__Aim of the exercise__: Return everything from the start of the data down to and including the line that contains "328 108 L 327", copied character for character.

Dataset items
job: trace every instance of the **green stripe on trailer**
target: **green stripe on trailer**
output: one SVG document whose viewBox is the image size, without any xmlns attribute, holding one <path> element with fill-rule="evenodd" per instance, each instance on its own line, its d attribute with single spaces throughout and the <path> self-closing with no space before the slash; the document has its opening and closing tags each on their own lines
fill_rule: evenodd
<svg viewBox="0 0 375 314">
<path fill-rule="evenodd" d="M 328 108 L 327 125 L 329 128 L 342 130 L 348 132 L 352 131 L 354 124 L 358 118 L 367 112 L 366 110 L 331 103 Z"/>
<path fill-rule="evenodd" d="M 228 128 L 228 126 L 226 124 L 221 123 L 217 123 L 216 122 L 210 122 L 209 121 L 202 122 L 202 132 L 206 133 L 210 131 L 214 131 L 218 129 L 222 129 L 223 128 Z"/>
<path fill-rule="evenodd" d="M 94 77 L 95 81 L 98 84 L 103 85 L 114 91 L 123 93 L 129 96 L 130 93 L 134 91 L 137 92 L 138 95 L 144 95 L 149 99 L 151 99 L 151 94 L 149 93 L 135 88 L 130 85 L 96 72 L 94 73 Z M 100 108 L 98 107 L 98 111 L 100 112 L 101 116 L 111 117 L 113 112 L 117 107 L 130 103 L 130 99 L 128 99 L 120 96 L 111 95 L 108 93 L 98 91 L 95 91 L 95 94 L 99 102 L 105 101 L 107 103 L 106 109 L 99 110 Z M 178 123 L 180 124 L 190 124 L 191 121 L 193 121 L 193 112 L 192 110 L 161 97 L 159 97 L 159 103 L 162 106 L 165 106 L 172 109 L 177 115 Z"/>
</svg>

__Task answer__:
job: trace every instance of the **green stripe on trailer**
target: **green stripe on trailer**
output: one SVG document whose viewBox is the image size, without any xmlns attribute, holding one <path> element with fill-rule="evenodd" per instance, each instance on its own line, its d attribute with single spaces throughout and the <path> self-closing with no space before the slash; the document has its opening and closing tags each on their own lines
fill_rule: evenodd
<svg viewBox="0 0 375 314">
<path fill-rule="evenodd" d="M 328 108 L 327 125 L 329 128 L 342 130 L 348 132 L 352 131 L 354 124 L 358 118 L 367 112 L 366 110 L 331 103 Z"/>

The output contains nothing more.